In den Schmiedeplänen war bis jetzt gute 10x nur der Panzer drin und keine Schultern.


----------



## Rodulf (5. September 2010)

dann auf auf, Azuregos killen und die Portale in den smaragdgrünen Traum im Auge behalten, die Drachen macht man entweder solo (bei mir reichts irgendwie noch nicht) oder mit nem DD der auch mal heilen kann also Schami oder Vergelter oder eventuell Shadow


----------



## Delonglois (5. September 2010)

bei dem seh ich die pläne aber nicht in der loot table


----------



## Delonglois (6. September 2010)

mühsam ernährt sich das eichhörnchen. Könnte mir evtl jemand sagen, wo sich dies genau befindet. Evtl. bei atlas bei welcher nr. das ist?



"Zone: Blackrock Depths

There are five total spawns. Four of these spawns will only loot you Plans: Dark Iron Mail and only one of the spawns will loot you Plans: Dark Iron Shoulders.

_DATEN:_
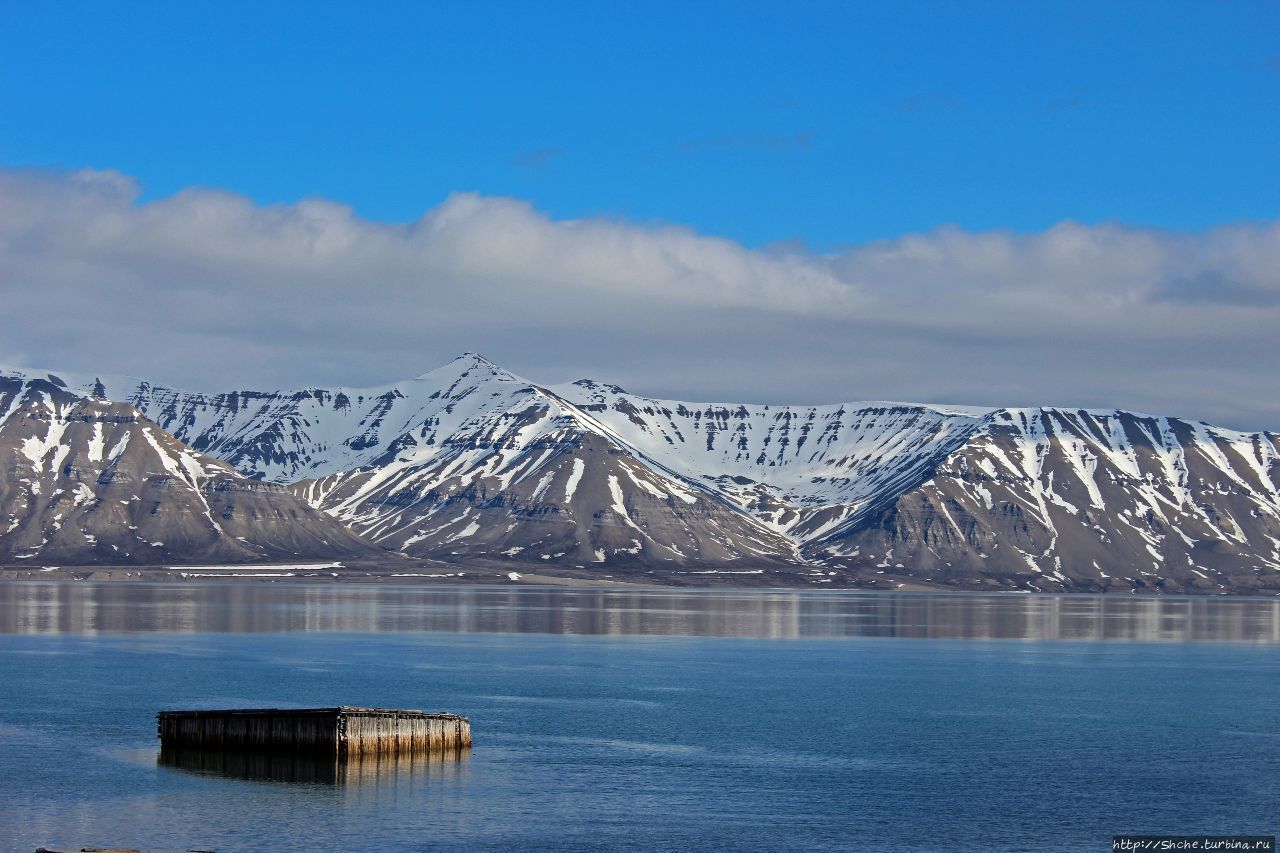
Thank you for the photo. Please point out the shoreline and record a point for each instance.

_AUFGABENSTELLUNG:_
1/ Wie lautet der Abschnitt des Forentexts von „## Delonglois (5.“ bis „nr. das ist?“? Gib ihn wortgetreu aus.
2/ Wie lautet der Satz „There are five total spawns.“ aus dem Forentext auf Deutsch?

_LÖSUNGEN:_
1/
## Delonglois (5. September 2010)

bei dem seh ich die pläne aber nicht in der loot table


----------



## Delonglois (6. September 2010)

mühsam ernährt sich das eichhörnchen. Könnte mir evtl jemand sagen, wo sich dies genau befindet. Evtl. bei atlas bei welcher nr. das ist?

2/ Insgesamt gibt es fünf Spawnpunkte.